[thrust] Single-pass `is_partitioned` via adjacent zip_iterator by edenfunf · Pull Request #8427 · NVIDIA/cccl

edenfunf · 2026-04-15T02:18:35Z

What

Replaces the two-pass thrust::is_partitioned CUDA implementation with a single-pass version that mirrors cuda::std::is_partitioned from the PSTL.

Before:

ItemsIt boundary = cuda_cub::find_if_not(policy, first, last, predicate);
ItemsIt end      = cuda_cub::find_if(policy, boundary, last, predicate);
return end == last;

Two kernel launches in the fully-partitioned case (the common fast path).

After:

const auto first_zip = ::cuda::make_zip_iterator(first, first + 1);
const auto last_zip  = ::cuda::make_zip_iterator(last, last);
const auto result    = cuda_cub::find_if(policy, first_zip, last_zip,
                         __is_partitioned_fn<Predicate>{predicate});
return ::cuda::std::get<1>(result.__iterators()) == last;

One kernel launch, scanning adjacent pairs for a "false → true" transition.

Why

thrust::is_partitioned was benchmarked as significantly slower than cuda::std::is_partitioned (up to ~33 % slower for int8_t at large N), even though both check the same invariant. The root cause is the extra kernel launch:

find_if_not scans the whole range to find the boundary.
find_if then scans from the boundary to the end.

The PSTL avoids this by zipping adjacent elements and scanning once for any (!pred(a[i]) && pred(a[i+1])) pair. This PR ports that approach to the Thrust CUDA backend.

Closes #8085.

How

Added __is_partitioned_fn<Predicate> functor (host+device callable) that takes a cuda::zip_iterator value and returns true on a partitioning violation.

# # # # #

- Challenge 1 -
According to the pull request, how much slower was thrust::is_partitioned than cuda::std::is_partitioned for int8_t at large N?

Object point labels
# # # # #

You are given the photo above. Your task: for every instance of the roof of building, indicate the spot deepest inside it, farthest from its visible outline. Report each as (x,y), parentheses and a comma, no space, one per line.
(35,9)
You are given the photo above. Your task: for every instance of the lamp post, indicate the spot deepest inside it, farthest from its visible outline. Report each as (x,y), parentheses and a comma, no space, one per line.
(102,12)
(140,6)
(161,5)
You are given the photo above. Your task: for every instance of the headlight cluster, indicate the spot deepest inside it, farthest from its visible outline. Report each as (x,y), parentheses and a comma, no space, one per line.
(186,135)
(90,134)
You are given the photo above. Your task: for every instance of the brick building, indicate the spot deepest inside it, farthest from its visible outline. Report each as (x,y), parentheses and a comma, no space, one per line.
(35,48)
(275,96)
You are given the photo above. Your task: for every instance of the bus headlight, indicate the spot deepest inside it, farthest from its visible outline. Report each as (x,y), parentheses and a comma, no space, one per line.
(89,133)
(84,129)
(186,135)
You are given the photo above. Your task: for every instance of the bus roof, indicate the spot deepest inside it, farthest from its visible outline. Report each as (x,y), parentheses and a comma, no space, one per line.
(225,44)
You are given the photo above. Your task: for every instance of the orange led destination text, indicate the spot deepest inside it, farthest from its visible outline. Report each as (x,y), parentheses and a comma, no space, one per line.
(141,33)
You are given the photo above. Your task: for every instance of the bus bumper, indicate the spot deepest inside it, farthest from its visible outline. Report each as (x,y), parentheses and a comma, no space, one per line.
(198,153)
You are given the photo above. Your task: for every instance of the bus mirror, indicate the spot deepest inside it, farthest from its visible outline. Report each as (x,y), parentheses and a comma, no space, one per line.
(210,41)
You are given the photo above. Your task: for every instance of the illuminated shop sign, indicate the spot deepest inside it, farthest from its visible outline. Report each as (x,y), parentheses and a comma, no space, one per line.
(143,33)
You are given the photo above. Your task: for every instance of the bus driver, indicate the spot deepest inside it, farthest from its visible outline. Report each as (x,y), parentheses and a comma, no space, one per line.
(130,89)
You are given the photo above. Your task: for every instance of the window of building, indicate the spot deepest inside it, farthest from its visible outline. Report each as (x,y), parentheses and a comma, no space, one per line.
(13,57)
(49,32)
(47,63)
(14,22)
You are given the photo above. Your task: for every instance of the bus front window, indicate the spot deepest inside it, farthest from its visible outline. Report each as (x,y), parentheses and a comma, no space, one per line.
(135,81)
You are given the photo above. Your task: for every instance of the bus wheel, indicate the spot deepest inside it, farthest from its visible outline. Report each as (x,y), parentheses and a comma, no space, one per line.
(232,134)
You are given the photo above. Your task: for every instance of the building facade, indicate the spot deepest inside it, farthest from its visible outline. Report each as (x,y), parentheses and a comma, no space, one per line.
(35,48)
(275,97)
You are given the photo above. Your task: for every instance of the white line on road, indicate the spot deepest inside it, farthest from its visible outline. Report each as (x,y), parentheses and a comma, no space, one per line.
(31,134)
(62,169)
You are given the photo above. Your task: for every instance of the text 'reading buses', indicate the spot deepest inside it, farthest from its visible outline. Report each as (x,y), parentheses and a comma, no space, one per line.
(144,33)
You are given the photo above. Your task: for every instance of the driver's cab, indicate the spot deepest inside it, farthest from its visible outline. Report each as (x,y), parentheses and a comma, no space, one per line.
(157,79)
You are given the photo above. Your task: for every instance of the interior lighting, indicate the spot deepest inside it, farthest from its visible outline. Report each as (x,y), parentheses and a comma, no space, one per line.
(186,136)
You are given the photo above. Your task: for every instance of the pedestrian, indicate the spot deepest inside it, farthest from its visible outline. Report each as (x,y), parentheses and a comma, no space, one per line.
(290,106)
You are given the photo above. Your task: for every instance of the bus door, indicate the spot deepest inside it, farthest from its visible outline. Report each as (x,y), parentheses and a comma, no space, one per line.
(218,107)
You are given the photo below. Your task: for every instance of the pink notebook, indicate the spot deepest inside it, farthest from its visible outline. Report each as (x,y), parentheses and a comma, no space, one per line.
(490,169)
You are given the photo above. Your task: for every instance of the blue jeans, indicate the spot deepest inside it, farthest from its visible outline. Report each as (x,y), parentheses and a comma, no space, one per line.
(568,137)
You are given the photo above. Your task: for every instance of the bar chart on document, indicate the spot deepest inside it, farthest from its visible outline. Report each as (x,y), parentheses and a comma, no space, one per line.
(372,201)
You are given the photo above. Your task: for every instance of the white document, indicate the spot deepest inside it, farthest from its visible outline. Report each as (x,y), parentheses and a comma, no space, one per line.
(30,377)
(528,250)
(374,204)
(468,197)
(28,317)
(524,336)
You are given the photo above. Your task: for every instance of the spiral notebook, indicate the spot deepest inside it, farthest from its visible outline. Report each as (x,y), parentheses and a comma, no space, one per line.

# # # # #

- Challenge 2 -
Copy the rows verbatim, starting at the line that contains "the bar chart" and continuing through the final line of the rows.

- Task response 1 -
Up to about 33% slower.

- Task response 2 -
You are given the photo above. Your task: for every instance of the bar chart on document, indicate the spot deepest inside it, farthest from its visible outline. Report each as (x,y), parentheses and a comma, no space, one per line.
(372,201)
You are given the photo above. Your task: for every instance of the white document, indicate the spot deepest inside it, farthest from its visible outline. Report each as (x,y), parentheses and a comma, no space, one per line.
(30,377)
(528,250)
(374,204)
(468,197)
(28,317)
(524,336)
You are given the photo above. Your task: for every instance of the spiral notebook, indicate the spot deepest inside it, farthest from its visible outline. Report each as (x,y), parentheses and a comma, no space, one per line.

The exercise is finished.